> [EXERCISE DESCRIPTION]
Rewrite the data from the line with "the stone masonry" up to and including the line with "[(1143, 249)]", putting "Answer" in place of "Solution" and changing nothing else.

> [RECORDS SUPPLIED]

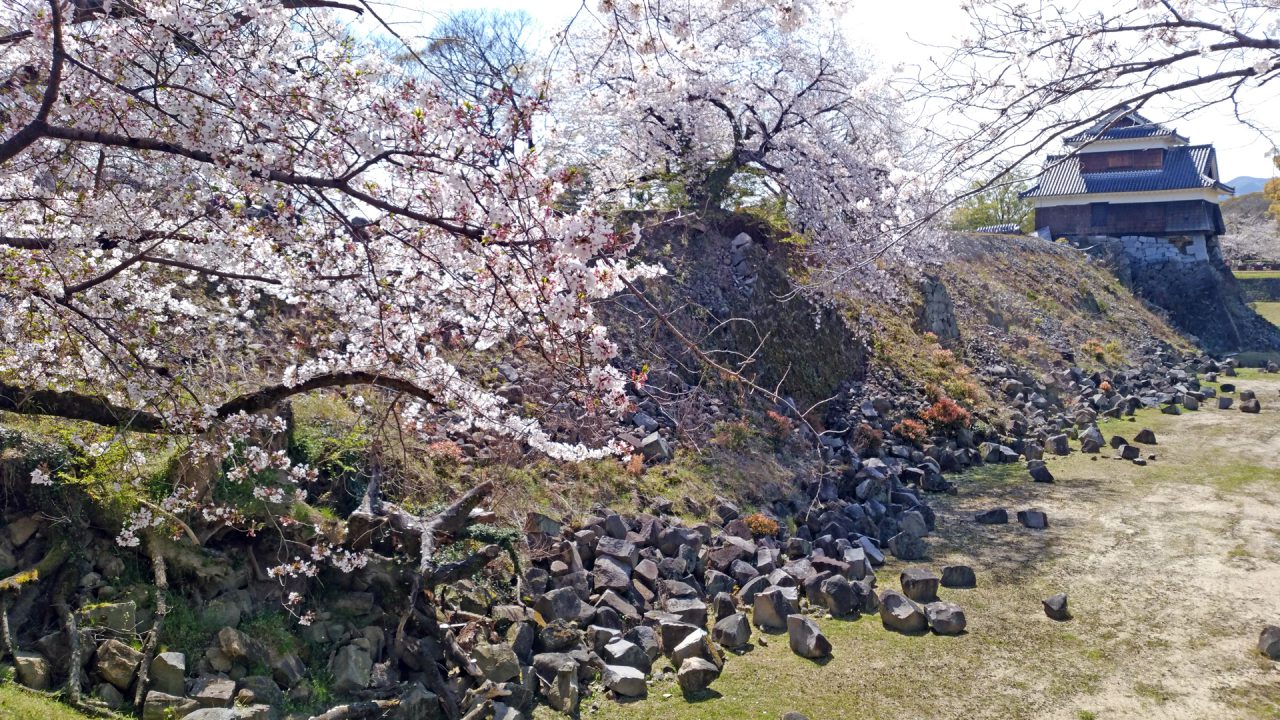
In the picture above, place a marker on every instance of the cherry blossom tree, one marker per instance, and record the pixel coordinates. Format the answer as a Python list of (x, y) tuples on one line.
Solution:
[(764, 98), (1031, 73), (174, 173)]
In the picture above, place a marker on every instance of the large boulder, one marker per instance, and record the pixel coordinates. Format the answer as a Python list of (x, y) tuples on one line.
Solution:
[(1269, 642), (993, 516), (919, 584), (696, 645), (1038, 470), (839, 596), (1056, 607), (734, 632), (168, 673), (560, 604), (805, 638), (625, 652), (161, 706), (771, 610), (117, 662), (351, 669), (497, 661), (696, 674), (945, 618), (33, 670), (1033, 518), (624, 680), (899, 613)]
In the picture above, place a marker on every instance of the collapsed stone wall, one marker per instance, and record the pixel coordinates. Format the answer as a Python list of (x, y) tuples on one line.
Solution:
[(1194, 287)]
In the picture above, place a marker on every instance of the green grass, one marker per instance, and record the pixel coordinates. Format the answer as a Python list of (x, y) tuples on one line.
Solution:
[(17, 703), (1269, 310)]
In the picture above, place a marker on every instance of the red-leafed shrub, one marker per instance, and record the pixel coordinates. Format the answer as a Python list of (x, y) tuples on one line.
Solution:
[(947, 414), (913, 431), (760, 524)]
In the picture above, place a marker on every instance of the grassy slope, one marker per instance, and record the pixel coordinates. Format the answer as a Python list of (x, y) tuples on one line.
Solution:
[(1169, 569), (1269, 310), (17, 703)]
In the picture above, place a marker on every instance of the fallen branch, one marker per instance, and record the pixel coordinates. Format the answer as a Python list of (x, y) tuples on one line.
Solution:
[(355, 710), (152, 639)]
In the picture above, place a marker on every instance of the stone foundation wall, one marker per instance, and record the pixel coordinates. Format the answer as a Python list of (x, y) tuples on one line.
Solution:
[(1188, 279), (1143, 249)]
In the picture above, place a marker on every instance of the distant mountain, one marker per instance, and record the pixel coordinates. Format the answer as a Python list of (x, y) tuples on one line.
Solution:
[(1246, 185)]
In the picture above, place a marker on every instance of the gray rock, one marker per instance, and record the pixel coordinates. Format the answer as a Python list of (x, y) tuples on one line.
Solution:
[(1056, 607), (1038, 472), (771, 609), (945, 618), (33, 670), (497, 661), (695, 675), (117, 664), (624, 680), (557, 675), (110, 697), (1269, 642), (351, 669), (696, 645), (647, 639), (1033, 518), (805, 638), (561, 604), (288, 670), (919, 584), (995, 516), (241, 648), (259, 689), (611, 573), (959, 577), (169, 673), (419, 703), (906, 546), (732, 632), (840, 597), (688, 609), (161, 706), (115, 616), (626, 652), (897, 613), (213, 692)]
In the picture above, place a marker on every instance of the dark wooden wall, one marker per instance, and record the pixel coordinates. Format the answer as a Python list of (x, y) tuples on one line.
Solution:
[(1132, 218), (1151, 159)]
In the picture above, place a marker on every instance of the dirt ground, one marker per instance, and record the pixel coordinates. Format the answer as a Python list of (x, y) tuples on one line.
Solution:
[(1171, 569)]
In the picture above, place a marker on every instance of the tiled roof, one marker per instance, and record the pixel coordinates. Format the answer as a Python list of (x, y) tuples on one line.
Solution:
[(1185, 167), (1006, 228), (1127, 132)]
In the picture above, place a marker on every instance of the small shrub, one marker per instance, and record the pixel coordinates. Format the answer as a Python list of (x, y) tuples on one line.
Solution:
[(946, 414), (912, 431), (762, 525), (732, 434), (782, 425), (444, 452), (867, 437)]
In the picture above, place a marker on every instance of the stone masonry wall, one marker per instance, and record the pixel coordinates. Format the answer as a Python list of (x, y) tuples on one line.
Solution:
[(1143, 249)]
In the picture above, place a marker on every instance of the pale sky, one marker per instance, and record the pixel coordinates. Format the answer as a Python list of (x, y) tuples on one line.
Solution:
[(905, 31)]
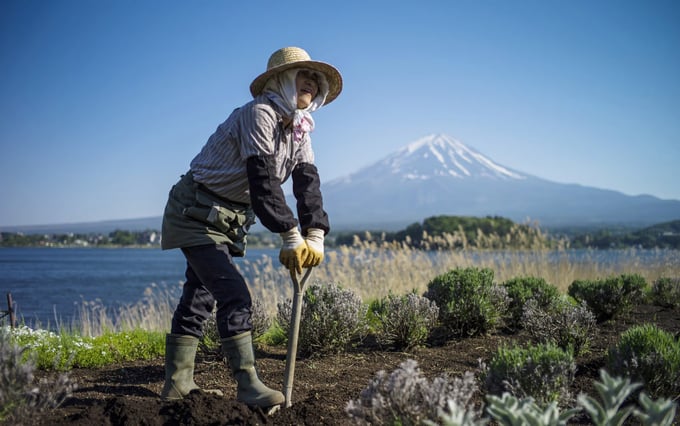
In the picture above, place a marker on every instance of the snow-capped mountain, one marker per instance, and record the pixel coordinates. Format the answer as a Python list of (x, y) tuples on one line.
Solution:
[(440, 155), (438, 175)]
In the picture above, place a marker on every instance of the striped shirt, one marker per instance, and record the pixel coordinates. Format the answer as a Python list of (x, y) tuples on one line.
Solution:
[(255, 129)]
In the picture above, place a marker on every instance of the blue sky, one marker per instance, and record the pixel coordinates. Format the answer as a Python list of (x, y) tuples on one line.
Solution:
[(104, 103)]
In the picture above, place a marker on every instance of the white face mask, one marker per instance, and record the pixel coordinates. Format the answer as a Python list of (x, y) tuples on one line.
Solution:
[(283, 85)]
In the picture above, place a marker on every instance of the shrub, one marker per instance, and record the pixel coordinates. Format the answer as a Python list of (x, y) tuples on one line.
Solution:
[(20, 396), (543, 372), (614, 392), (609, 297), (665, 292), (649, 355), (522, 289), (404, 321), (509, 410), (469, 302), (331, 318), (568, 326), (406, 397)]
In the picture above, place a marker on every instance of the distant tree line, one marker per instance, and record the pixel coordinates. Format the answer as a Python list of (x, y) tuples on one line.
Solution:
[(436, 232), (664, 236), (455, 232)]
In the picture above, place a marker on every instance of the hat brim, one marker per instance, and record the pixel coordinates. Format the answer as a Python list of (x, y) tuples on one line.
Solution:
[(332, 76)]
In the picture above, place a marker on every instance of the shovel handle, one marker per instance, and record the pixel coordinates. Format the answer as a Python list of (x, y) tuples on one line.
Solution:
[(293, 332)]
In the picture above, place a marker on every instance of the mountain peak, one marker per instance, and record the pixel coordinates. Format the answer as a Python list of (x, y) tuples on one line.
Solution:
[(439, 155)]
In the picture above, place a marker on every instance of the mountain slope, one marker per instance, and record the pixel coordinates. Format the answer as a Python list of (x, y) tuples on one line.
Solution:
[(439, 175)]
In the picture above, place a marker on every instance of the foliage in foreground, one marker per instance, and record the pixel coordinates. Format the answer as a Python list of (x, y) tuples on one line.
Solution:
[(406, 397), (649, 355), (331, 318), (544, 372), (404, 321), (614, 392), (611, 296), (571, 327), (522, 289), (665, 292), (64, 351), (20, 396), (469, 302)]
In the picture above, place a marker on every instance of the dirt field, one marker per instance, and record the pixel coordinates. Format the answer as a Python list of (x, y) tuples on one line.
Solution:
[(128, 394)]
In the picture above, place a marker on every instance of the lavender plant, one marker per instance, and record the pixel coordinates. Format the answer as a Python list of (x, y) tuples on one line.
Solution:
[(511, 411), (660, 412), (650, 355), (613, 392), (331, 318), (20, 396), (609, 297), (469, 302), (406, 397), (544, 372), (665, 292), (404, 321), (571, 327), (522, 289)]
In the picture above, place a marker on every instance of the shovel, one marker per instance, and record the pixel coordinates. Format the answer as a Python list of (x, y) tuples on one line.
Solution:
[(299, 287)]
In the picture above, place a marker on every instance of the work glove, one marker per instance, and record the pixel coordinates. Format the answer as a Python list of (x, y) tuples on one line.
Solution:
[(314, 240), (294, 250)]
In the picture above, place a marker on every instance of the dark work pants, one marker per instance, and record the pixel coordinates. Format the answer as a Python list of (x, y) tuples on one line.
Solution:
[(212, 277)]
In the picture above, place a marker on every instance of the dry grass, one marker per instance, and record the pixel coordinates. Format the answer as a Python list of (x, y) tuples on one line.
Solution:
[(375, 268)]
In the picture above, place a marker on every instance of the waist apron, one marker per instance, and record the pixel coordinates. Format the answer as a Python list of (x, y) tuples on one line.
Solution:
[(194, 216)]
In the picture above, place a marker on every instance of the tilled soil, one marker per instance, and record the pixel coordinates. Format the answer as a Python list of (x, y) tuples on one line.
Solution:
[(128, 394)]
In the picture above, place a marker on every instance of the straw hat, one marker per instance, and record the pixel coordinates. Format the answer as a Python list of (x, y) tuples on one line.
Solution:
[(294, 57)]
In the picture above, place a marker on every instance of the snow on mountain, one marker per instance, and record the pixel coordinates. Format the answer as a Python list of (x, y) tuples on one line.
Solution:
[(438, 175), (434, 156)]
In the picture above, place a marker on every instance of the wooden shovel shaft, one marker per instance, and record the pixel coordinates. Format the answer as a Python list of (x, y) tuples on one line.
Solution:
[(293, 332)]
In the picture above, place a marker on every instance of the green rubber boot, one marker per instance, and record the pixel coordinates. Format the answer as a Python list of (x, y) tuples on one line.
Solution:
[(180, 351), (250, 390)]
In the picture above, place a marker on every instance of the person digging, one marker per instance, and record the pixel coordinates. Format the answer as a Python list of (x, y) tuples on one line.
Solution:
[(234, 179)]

==

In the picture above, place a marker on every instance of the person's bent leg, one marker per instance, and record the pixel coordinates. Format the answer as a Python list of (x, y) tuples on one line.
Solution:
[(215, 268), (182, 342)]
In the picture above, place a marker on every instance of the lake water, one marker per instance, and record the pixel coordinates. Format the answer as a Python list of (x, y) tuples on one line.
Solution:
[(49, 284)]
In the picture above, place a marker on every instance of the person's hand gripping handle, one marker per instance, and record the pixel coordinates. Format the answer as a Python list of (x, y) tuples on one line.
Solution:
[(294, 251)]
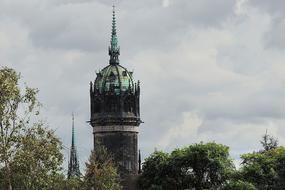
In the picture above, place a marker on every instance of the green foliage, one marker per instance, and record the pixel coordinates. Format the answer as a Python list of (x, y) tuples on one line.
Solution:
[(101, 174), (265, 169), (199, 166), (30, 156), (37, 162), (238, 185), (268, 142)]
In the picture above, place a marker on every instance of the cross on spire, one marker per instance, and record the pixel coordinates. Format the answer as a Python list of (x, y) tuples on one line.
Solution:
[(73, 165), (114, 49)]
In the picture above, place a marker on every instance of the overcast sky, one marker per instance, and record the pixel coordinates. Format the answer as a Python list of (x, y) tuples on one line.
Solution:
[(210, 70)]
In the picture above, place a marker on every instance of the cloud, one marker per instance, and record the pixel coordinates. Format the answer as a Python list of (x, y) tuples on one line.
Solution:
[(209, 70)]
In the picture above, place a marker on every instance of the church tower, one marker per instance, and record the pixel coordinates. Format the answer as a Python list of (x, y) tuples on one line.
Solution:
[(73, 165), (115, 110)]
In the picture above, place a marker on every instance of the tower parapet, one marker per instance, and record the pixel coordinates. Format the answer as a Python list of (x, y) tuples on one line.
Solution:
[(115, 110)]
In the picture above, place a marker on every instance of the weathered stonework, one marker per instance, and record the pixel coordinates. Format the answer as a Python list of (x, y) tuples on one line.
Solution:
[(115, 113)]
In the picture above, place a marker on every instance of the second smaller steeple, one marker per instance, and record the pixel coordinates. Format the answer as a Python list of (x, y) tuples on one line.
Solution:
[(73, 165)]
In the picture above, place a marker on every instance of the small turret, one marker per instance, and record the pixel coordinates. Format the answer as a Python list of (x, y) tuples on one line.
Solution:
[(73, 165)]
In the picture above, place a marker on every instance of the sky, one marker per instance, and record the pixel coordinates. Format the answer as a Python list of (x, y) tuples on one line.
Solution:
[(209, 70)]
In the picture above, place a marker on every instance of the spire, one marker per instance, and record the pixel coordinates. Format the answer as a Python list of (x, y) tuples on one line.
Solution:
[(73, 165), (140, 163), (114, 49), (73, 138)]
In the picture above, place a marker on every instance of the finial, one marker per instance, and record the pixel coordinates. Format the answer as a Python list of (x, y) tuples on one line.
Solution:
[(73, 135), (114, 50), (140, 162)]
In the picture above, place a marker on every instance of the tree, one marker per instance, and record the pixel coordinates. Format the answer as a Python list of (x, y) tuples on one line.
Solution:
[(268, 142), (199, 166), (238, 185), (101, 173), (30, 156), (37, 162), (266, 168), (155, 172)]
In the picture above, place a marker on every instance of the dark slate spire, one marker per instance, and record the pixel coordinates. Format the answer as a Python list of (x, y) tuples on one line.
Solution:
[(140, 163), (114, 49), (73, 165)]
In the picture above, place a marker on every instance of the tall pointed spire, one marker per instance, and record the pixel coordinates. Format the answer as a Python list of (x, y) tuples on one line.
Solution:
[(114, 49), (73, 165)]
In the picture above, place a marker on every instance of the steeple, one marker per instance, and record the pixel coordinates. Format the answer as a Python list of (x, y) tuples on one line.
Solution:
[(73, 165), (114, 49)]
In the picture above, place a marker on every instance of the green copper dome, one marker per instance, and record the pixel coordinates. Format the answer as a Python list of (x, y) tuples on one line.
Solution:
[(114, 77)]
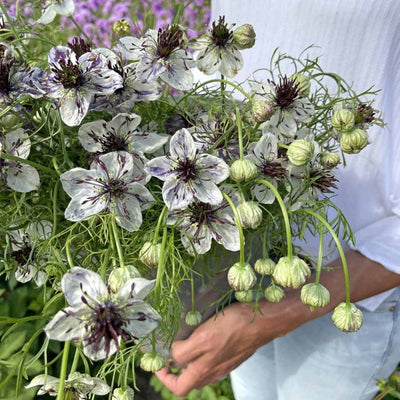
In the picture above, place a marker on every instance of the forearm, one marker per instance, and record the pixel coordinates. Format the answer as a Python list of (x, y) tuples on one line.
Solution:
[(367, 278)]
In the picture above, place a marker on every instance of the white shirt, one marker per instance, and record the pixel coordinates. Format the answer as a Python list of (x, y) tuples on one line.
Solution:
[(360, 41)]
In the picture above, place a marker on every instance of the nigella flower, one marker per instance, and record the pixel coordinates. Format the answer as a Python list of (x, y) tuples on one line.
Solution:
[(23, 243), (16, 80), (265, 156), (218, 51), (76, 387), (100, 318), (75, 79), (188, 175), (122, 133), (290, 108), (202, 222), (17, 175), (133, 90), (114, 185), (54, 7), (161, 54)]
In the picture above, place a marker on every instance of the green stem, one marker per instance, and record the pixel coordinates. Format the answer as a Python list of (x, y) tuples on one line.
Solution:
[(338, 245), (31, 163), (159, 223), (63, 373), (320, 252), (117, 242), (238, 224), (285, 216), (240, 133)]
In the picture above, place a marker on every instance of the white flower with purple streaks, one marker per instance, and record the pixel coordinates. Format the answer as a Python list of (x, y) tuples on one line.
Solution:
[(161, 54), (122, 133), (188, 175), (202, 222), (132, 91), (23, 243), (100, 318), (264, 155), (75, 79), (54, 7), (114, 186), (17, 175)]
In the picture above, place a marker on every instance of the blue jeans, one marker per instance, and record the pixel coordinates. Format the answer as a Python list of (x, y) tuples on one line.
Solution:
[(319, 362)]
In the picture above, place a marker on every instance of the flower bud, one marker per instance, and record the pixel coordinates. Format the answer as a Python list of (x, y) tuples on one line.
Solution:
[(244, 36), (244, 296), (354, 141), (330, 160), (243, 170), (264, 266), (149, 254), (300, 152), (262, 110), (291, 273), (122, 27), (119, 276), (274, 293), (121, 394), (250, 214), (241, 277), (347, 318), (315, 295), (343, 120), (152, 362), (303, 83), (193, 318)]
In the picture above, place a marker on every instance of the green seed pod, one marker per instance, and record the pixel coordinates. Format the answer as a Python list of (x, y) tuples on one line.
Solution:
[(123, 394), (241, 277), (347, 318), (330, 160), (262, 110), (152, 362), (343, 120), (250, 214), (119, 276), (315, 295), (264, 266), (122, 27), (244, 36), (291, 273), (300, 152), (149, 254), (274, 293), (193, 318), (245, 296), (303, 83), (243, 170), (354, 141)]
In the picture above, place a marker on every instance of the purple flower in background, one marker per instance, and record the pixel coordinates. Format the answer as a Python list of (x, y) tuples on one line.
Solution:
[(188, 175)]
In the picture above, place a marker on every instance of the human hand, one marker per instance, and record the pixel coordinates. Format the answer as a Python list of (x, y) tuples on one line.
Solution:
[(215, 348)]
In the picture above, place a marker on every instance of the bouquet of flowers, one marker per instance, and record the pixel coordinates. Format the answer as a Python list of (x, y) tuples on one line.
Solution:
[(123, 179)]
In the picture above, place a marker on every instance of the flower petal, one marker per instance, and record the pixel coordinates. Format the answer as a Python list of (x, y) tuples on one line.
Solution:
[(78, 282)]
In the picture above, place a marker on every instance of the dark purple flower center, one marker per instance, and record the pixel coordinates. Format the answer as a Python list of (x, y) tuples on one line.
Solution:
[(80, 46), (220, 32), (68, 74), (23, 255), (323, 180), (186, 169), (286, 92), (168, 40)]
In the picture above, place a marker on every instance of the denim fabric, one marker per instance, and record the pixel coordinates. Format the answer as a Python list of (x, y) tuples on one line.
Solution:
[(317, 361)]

* * *

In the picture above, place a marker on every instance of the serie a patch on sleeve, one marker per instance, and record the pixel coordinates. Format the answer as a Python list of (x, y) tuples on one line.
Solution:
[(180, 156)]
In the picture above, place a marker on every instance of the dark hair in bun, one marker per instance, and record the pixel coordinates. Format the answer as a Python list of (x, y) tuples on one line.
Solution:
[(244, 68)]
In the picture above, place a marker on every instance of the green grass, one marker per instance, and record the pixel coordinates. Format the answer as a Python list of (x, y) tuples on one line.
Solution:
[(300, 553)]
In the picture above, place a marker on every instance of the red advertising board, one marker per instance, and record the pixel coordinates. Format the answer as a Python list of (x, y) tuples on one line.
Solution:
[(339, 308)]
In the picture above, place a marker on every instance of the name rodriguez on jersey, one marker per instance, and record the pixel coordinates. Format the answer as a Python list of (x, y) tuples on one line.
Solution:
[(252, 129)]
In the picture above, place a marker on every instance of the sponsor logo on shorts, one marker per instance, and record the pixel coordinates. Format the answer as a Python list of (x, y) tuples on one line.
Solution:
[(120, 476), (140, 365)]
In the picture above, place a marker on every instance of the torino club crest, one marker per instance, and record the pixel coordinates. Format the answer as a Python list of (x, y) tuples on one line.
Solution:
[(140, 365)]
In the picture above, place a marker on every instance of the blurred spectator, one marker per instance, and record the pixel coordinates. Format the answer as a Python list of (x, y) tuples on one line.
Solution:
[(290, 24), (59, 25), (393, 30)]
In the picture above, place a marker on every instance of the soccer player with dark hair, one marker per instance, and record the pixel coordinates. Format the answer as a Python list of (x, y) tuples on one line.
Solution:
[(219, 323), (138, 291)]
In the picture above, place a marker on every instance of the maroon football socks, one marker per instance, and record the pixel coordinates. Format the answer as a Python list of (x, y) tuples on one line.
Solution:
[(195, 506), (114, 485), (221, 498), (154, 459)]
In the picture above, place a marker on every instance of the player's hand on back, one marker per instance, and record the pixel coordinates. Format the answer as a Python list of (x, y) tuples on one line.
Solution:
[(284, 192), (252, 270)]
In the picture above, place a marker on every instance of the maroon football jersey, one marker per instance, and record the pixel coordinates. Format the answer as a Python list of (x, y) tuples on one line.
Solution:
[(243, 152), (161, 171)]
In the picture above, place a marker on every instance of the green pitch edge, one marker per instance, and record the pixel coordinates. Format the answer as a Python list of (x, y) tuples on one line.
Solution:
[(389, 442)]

> [RESPONSE]
In the picture above, place a marker on every instance of the stone masonry wall, one marker per instance, and record the pixel coordinates. Format the answer as a Python list of (x, y) tuples on one line.
Answer:
[(1143, 249)]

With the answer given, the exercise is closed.